AIM OF THE TASK: Lay out everything from the line containing "Exercise. Mark the spoon" down to the end of the data below as a numbered list, including both ends. Skip blank lines and leave the pictures out.
::::
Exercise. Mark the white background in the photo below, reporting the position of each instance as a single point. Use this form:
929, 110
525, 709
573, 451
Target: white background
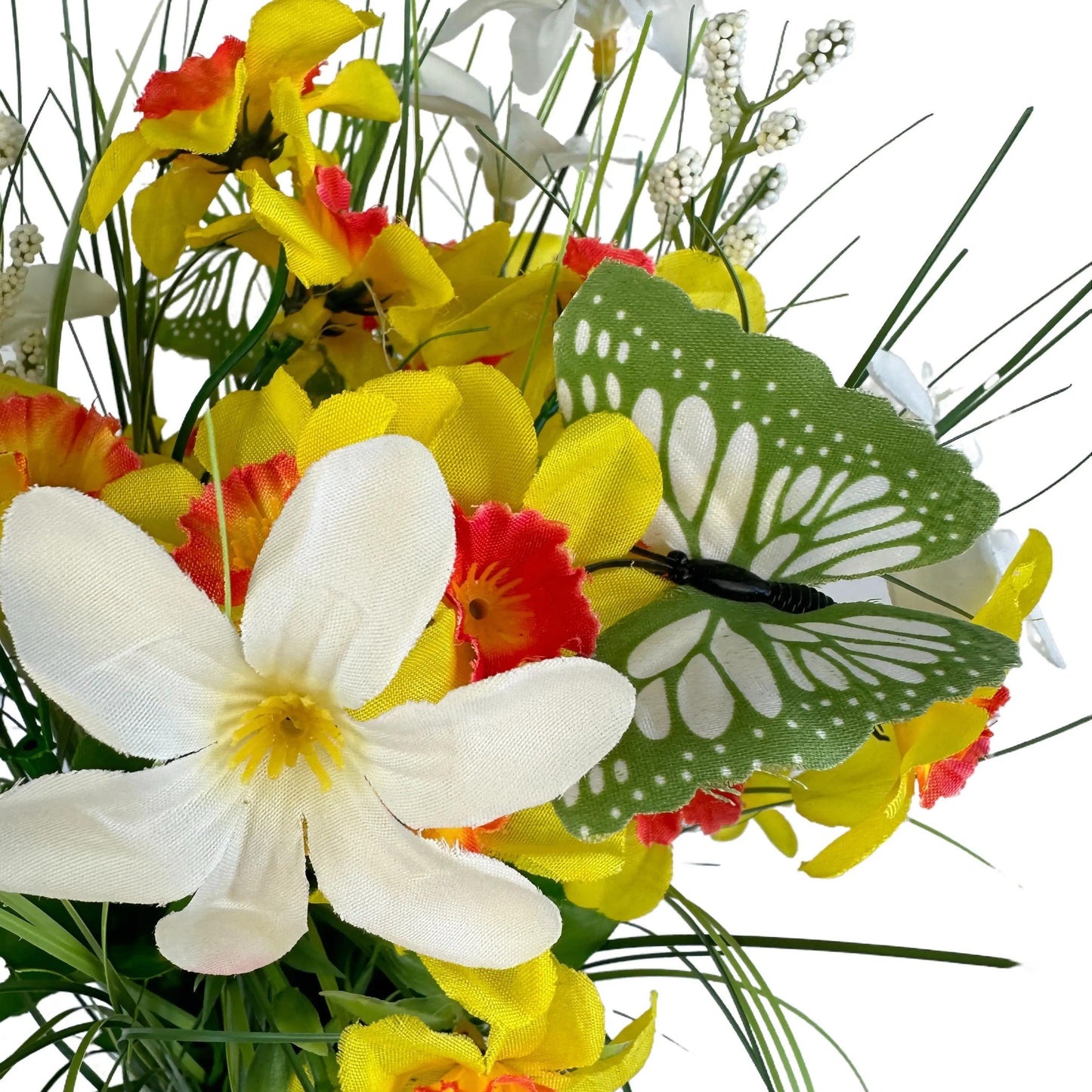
907, 1025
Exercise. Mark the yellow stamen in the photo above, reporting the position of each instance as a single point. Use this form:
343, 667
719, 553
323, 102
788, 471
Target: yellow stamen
283, 729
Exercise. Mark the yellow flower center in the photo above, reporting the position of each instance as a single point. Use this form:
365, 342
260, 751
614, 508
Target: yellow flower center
493, 611
283, 729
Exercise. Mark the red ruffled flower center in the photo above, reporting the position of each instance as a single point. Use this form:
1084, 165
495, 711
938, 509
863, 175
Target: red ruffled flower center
583, 255
711, 809
61, 444
253, 497
517, 595
358, 230
201, 82
948, 777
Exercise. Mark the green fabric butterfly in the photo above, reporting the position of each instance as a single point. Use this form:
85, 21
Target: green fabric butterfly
768, 464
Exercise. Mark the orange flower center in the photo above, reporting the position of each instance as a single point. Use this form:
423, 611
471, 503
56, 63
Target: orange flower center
493, 611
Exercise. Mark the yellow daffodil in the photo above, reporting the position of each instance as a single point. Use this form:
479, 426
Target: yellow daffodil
234, 110
561, 1050
871, 793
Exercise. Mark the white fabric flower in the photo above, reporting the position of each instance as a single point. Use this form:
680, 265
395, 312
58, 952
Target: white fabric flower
542, 29
348, 580
969, 580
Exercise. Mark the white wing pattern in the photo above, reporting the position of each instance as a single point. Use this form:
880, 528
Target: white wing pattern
729, 688
767, 461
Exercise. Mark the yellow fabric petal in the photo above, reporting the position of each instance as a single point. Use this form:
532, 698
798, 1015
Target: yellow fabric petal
398, 1052
865, 838
946, 729
311, 257
399, 262
360, 90
510, 998
615, 1070
571, 1035
488, 449
341, 421
535, 841
779, 830
163, 211
289, 39
154, 497
1019, 589
633, 891
240, 230
425, 402
427, 673
615, 593
114, 173
206, 132
252, 426
709, 284
602, 480
289, 116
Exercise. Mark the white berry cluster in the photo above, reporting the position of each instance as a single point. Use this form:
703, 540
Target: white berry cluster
12, 135
769, 181
739, 242
673, 183
780, 130
824, 47
724, 41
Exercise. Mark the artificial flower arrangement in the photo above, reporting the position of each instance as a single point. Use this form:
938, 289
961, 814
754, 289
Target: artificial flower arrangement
345, 725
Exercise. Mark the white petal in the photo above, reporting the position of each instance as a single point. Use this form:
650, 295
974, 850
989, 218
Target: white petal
114, 631
102, 836
252, 908
448, 905
539, 39
490, 748
444, 88
352, 571
88, 294
900, 385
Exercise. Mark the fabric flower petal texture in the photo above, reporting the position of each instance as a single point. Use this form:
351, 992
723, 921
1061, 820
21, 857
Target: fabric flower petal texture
265, 765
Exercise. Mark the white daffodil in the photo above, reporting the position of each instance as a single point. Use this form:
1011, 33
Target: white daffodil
446, 88
542, 29
969, 580
348, 580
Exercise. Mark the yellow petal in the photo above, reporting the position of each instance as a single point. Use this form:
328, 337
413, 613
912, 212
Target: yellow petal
571, 1035
779, 830
513, 998
206, 132
341, 421
427, 673
240, 230
488, 449
601, 480
289, 116
398, 1052
636, 890
252, 426
535, 841
154, 498
289, 39
636, 1041
360, 90
311, 257
709, 284
174, 203
865, 838
398, 262
114, 173
1020, 588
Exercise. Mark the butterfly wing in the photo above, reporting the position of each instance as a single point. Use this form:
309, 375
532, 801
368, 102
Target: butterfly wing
729, 688
767, 462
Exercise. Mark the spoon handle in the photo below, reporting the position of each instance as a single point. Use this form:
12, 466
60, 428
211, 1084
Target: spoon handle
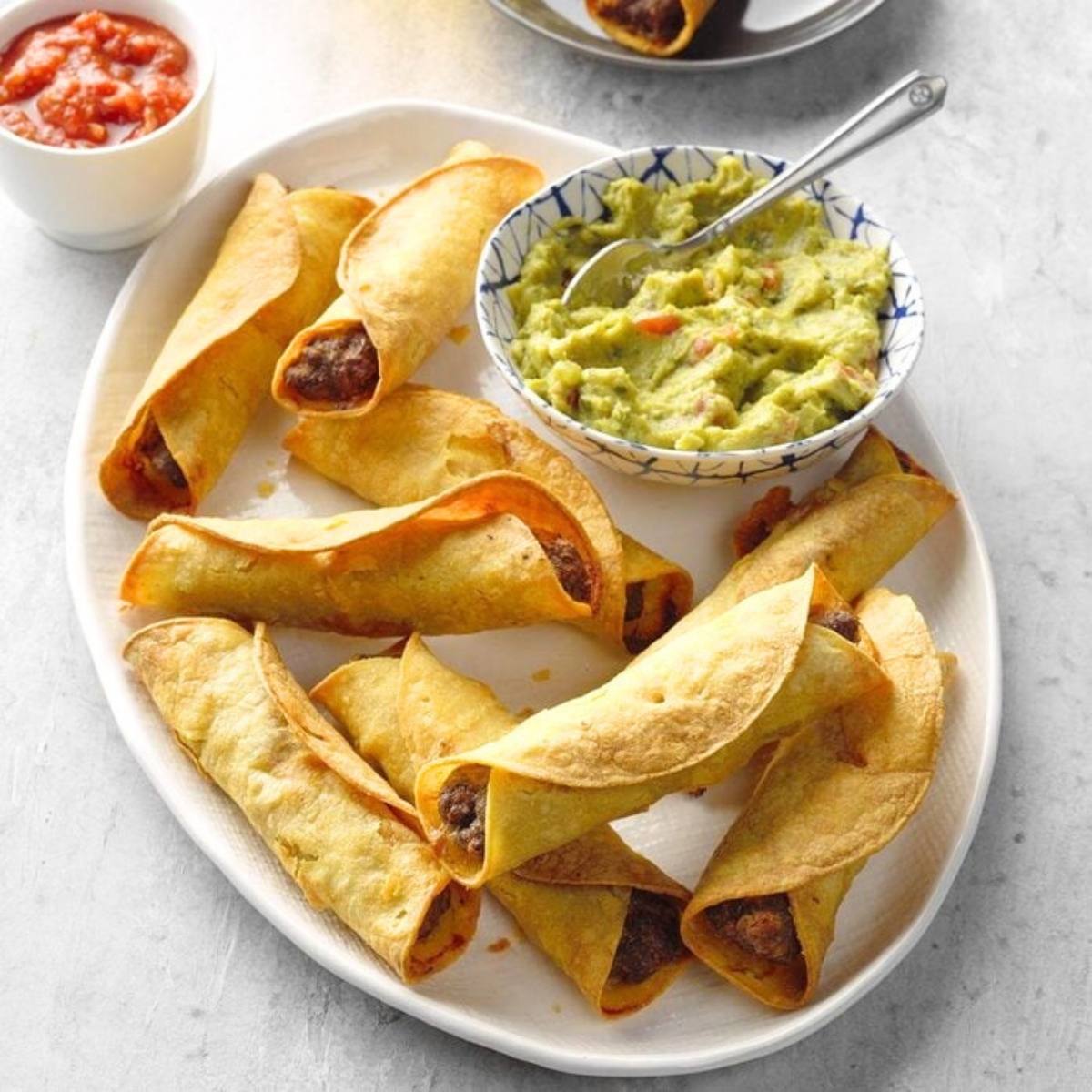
::::
FULL OUTPUT:
1. Exercise. Mark the spoon handle in the photo below, reporting the position of each instance as a single point. Use this form:
2. 12, 466
3. 60, 428
4. 211, 1084
5. Target: spoon handle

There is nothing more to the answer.